> _THE EXERCISE_
Copy out each row below that contains the word "screen".
-- begin RECORDS FOR THIS TASK --
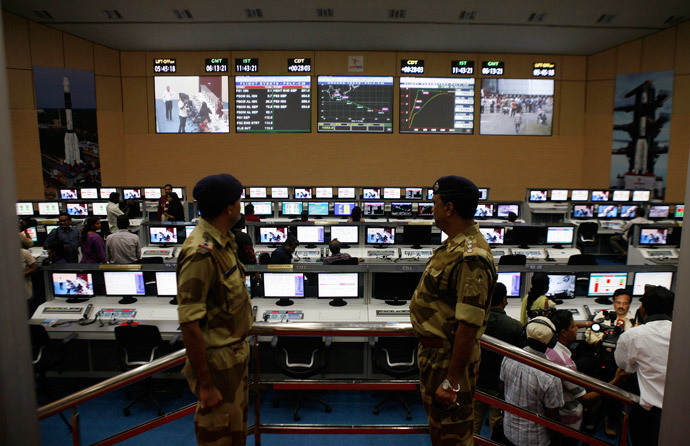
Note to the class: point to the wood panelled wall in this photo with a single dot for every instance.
(577, 155)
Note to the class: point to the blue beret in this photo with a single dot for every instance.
(455, 185)
(221, 188)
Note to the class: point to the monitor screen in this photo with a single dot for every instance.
(310, 234)
(283, 284)
(583, 211)
(72, 284)
(561, 285)
(273, 104)
(89, 193)
(131, 194)
(273, 235)
(560, 235)
(538, 195)
(355, 104)
(373, 209)
(512, 283)
(600, 195)
(640, 280)
(342, 209)
(166, 283)
(124, 283)
(380, 236)
(338, 284)
(202, 100)
(520, 107)
(605, 284)
(345, 234)
(653, 236)
(641, 195)
(161, 235)
(371, 192)
(621, 195)
(660, 211)
(346, 192)
(323, 192)
(279, 192)
(607, 211)
(77, 209)
(436, 105)
(291, 208)
(48, 208)
(69, 194)
(318, 208)
(493, 235)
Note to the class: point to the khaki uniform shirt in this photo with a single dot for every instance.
(434, 311)
(211, 286)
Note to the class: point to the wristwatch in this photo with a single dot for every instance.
(446, 385)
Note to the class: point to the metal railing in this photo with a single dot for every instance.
(340, 330)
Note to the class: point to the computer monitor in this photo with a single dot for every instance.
(642, 279)
(291, 208)
(380, 236)
(561, 285)
(272, 235)
(493, 235)
(152, 193)
(373, 209)
(417, 235)
(285, 286)
(345, 234)
(48, 208)
(605, 284)
(583, 211)
(512, 281)
(162, 235)
(338, 286)
(77, 209)
(653, 236)
(342, 209)
(318, 208)
(126, 284)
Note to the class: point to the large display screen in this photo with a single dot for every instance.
(191, 104)
(273, 104)
(436, 105)
(355, 104)
(516, 107)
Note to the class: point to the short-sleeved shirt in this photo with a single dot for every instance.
(434, 310)
(211, 286)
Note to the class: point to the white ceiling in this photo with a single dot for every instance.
(567, 26)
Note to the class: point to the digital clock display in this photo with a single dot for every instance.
(164, 66)
(493, 68)
(299, 65)
(216, 65)
(247, 65)
(464, 67)
(412, 66)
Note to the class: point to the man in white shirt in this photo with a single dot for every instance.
(644, 350)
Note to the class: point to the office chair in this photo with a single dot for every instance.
(396, 357)
(300, 357)
(513, 259)
(137, 345)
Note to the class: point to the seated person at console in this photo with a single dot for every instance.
(282, 255)
(122, 246)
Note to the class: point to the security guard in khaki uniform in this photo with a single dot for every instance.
(449, 312)
(215, 315)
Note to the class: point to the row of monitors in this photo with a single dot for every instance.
(128, 193)
(543, 195)
(354, 104)
(614, 211)
(335, 285)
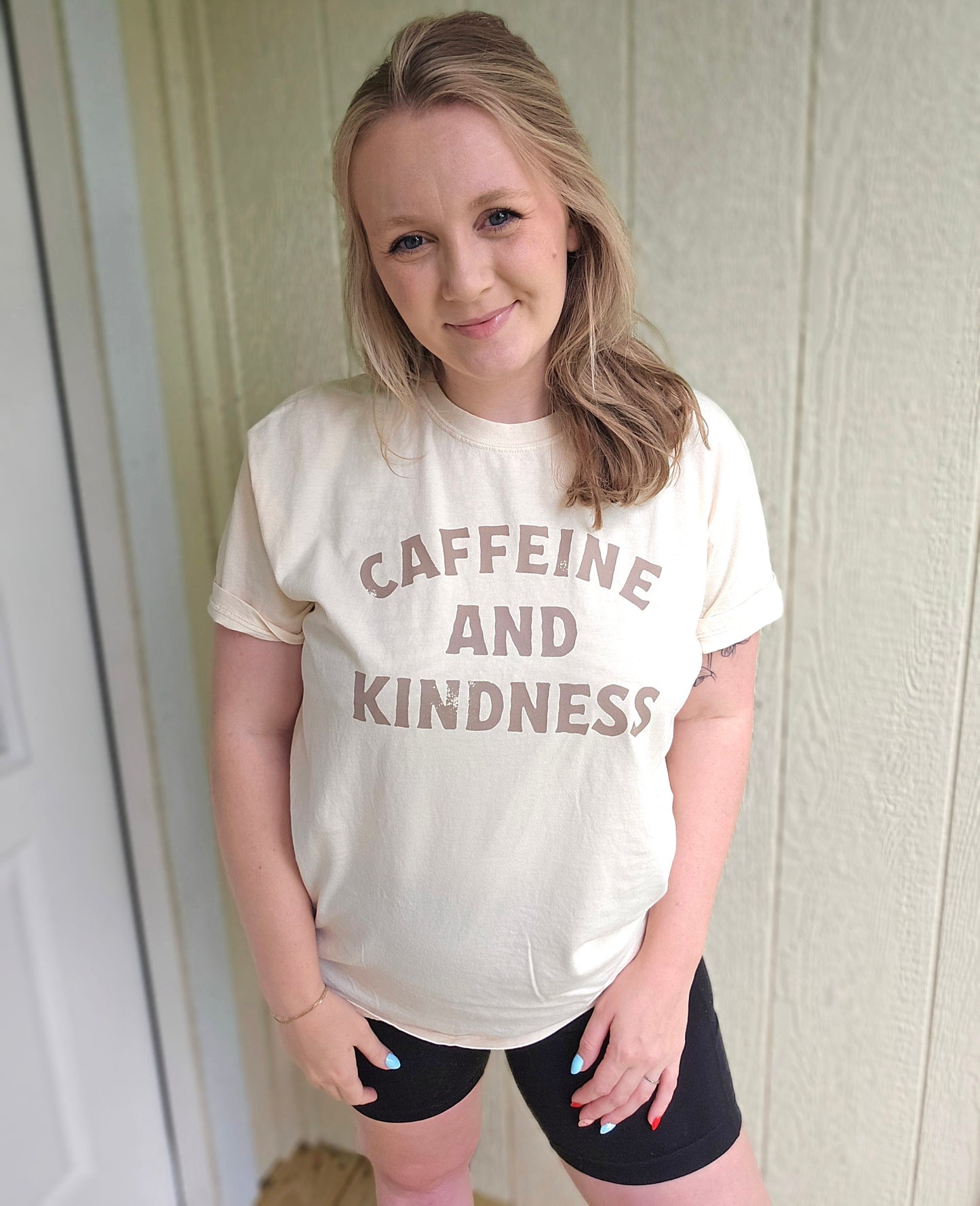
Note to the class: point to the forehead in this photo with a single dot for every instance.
(438, 163)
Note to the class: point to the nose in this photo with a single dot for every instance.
(467, 269)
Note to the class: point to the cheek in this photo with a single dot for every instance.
(538, 265)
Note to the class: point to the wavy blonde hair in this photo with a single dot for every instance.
(625, 412)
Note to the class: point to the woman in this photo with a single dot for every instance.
(503, 688)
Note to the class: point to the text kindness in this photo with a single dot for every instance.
(519, 707)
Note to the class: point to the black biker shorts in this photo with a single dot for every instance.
(701, 1122)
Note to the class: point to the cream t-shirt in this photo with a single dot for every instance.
(480, 804)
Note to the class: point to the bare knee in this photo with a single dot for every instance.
(422, 1156)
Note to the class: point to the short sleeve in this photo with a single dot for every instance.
(245, 595)
(741, 594)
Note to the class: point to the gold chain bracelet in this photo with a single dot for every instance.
(283, 1021)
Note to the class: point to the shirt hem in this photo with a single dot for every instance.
(484, 1043)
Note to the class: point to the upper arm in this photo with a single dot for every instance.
(726, 683)
(257, 685)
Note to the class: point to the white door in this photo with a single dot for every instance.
(81, 1110)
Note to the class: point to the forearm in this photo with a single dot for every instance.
(250, 792)
(708, 766)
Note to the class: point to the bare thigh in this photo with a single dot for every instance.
(426, 1152)
(733, 1180)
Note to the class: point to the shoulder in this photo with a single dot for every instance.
(724, 434)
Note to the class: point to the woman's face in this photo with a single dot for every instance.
(446, 254)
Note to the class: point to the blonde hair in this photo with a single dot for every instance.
(623, 410)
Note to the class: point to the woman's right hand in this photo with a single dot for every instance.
(322, 1045)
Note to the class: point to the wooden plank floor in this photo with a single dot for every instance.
(322, 1175)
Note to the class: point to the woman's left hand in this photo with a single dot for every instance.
(645, 1015)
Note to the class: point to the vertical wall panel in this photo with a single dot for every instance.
(884, 573)
(721, 102)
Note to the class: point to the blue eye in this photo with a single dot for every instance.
(397, 248)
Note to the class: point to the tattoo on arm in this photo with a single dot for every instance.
(705, 671)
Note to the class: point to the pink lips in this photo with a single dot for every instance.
(486, 326)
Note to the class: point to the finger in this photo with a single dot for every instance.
(663, 1095)
(615, 1105)
(353, 1091)
(375, 1052)
(591, 1043)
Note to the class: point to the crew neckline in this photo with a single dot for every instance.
(486, 432)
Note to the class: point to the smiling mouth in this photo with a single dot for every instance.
(475, 322)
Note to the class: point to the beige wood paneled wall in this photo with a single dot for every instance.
(803, 186)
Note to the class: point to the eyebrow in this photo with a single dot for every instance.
(477, 203)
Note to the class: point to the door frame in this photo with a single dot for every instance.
(74, 115)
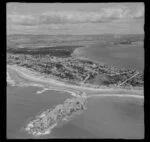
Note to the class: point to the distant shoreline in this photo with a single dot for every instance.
(76, 90)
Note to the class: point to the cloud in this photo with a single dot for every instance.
(72, 17)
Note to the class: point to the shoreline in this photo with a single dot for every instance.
(71, 89)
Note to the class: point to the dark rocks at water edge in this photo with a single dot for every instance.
(49, 119)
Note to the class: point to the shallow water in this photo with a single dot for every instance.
(107, 117)
(23, 104)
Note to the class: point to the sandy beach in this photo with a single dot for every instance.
(51, 84)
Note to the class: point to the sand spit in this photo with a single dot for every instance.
(49, 119)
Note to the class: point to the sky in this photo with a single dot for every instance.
(75, 18)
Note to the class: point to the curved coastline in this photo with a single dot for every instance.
(75, 91)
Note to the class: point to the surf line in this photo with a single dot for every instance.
(116, 95)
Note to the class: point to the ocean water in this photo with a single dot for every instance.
(124, 56)
(107, 117)
(23, 104)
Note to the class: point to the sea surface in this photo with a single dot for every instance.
(105, 117)
(120, 56)
(23, 104)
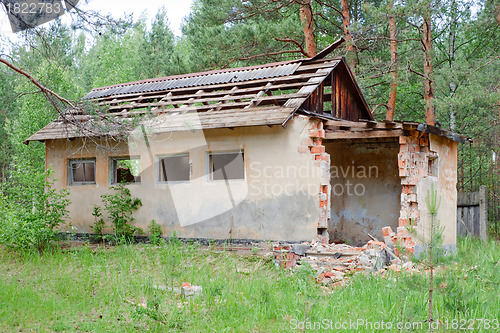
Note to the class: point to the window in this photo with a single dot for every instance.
(82, 172)
(174, 168)
(126, 170)
(432, 166)
(224, 166)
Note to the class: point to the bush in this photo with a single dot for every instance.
(155, 233)
(35, 227)
(120, 207)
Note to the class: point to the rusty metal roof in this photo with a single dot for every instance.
(198, 79)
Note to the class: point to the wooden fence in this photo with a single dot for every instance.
(472, 213)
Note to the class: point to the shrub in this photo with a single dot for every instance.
(35, 227)
(98, 224)
(120, 206)
(155, 233)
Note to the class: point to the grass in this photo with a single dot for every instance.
(90, 289)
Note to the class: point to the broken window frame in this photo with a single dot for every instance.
(113, 175)
(210, 165)
(71, 176)
(160, 167)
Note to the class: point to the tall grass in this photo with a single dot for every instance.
(91, 289)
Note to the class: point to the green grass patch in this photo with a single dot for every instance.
(89, 288)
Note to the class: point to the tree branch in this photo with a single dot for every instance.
(290, 40)
(47, 91)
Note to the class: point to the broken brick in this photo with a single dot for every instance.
(317, 149)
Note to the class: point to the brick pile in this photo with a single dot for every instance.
(334, 263)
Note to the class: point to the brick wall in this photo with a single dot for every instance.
(314, 145)
(413, 163)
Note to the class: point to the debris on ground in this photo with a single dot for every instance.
(334, 262)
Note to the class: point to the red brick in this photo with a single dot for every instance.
(322, 157)
(386, 231)
(317, 134)
(307, 142)
(318, 149)
(303, 149)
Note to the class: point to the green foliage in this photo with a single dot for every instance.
(87, 283)
(35, 226)
(120, 207)
(155, 233)
(99, 224)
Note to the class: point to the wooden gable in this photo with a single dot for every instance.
(339, 96)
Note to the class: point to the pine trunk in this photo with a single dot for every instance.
(430, 114)
(306, 17)
(394, 65)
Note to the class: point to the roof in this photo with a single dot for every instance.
(340, 129)
(261, 95)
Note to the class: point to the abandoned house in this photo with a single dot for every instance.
(282, 151)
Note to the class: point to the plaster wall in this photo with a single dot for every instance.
(277, 200)
(445, 183)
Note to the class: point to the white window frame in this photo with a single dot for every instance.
(71, 178)
(112, 173)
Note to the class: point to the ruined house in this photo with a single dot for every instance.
(281, 151)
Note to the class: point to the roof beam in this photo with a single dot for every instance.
(363, 134)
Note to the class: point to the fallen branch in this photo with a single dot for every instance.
(47, 91)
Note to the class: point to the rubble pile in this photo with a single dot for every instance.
(334, 262)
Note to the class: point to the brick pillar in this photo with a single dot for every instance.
(413, 165)
(314, 145)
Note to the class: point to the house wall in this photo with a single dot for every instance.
(365, 189)
(419, 177)
(445, 183)
(278, 200)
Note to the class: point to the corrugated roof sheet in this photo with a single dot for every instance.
(203, 79)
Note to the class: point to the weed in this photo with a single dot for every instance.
(155, 233)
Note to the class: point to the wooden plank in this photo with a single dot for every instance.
(290, 79)
(308, 90)
(348, 123)
(363, 134)
(207, 94)
(441, 132)
(337, 95)
(319, 98)
(259, 116)
(205, 107)
(321, 65)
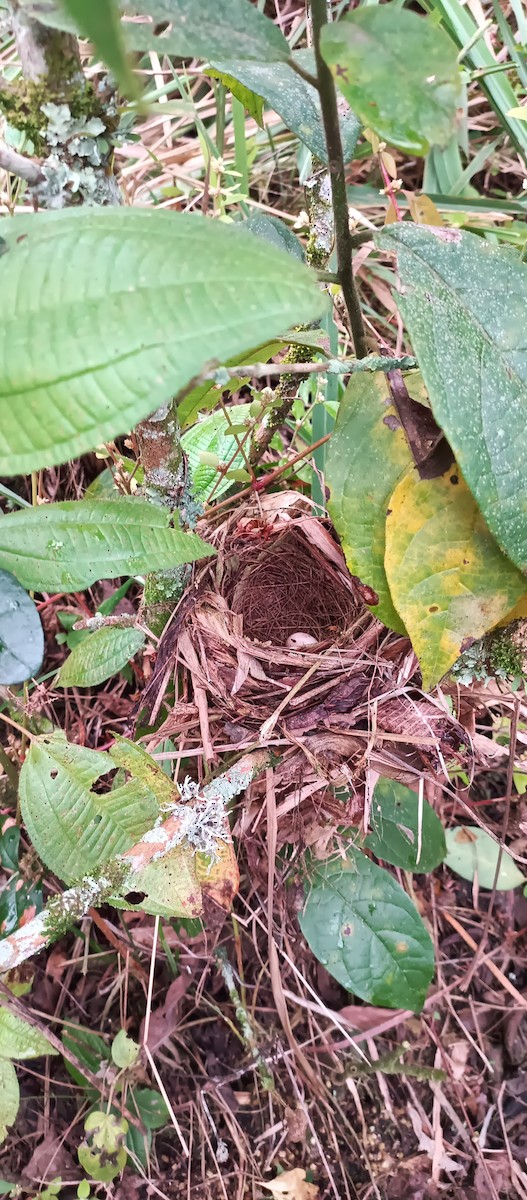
-- end RECORDS FOR THIS TASK --
> _WRITTEN RESPONSE_
Note to the class: point to the monitor screen in this photo with a single dot for every instance.
Note to the class: point to the large display screen in this photo with a single dot for every instance.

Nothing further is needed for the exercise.